** begin SUPPLIED RECORDS **
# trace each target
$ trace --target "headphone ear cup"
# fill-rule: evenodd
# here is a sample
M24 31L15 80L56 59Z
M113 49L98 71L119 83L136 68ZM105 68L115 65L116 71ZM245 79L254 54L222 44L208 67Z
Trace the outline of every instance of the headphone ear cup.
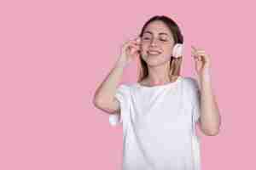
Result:
M174 58L177 58L182 56L183 54L183 44L182 43L176 43L173 47L172 49L172 56Z

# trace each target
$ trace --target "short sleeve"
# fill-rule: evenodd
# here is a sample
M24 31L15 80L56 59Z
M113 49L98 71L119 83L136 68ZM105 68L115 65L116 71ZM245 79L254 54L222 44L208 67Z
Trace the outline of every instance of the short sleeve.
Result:
M130 86L126 84L121 84L118 87L115 98L119 100L120 105L120 122L123 122L127 119L130 114Z
M201 91L197 80L191 78L192 85L192 105L193 122L197 122L201 115Z

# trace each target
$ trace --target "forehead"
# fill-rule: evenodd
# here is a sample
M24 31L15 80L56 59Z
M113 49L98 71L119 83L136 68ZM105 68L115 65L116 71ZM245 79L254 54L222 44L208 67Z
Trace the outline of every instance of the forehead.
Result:
M150 31L155 35L158 35L160 33L166 33L168 36L171 36L171 37L172 35L171 32L171 30L167 27L167 26L160 20L154 20L154 21L149 23L147 26L147 27L145 28L144 33L148 32L148 31Z

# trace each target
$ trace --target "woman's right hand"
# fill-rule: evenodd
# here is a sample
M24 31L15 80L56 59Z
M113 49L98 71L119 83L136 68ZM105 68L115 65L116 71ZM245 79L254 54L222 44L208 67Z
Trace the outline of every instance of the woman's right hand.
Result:
M118 60L118 65L128 65L135 58L140 55L141 38L129 40L121 48L121 54Z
** end SUPPLIED RECORDS **
## TASK BRIEF:
Write out all four entries above word for word, leaving out the pictures.

## SOLUTION TO THE PROBLEM:
# trace each target
$ trace --target "headphone ear cup"
# fill-rule: evenodd
# here is a sample
M24 31L15 80L56 59Z
M113 49L98 71L119 83L136 68ZM105 68L115 65L116 71ZM245 79L254 54L222 44L208 67Z
Trace the outline of every instance of the headphone ear cup.
Result:
M174 58L177 58L182 56L183 54L183 44L182 43L176 43L173 47L172 49L172 56Z

# trace each target
$ trace --target "short sleeve"
# fill-rule: evenodd
# here is a sample
M24 31L15 80L56 59Z
M113 49L98 71L119 83L136 68ZM105 68L115 65L116 71ZM245 79L254 54L222 44L208 67Z
Trace the outline of every instance of the short sleeve.
Result:
M130 86L126 84L121 84L118 87L115 98L119 100L120 105L120 122L123 122L127 119L130 114Z
M201 91L197 80L191 78L192 85L192 105L193 122L197 122L201 115Z

# trace each target
$ trace --target "forehead"
# fill-rule: evenodd
# here is a sample
M24 31L15 80L56 59Z
M113 49L98 71L119 83L136 68ZM105 68L115 65L116 71ZM245 79L254 54L222 44L208 67Z
Trace the outline of every instance of the forehead.
Result:
M150 31L155 35L158 35L160 33L166 33L168 36L171 36L171 37L172 35L171 32L171 30L167 27L167 26L160 20L154 20L154 21L149 23L147 26L147 27L145 28L144 33L148 32L148 31Z

# trace each target
$ trace --target "woman's right hand"
# fill-rule: evenodd
# here is a sample
M24 31L15 80L56 59Z
M113 49L98 71L119 83L136 68ZM105 68L115 65L116 71ZM245 79L254 54L222 44L208 67Z
Trace the outline of every instance of the woman's right hand.
Result:
M118 60L118 65L128 65L135 58L140 55L141 38L129 40L121 48L121 54Z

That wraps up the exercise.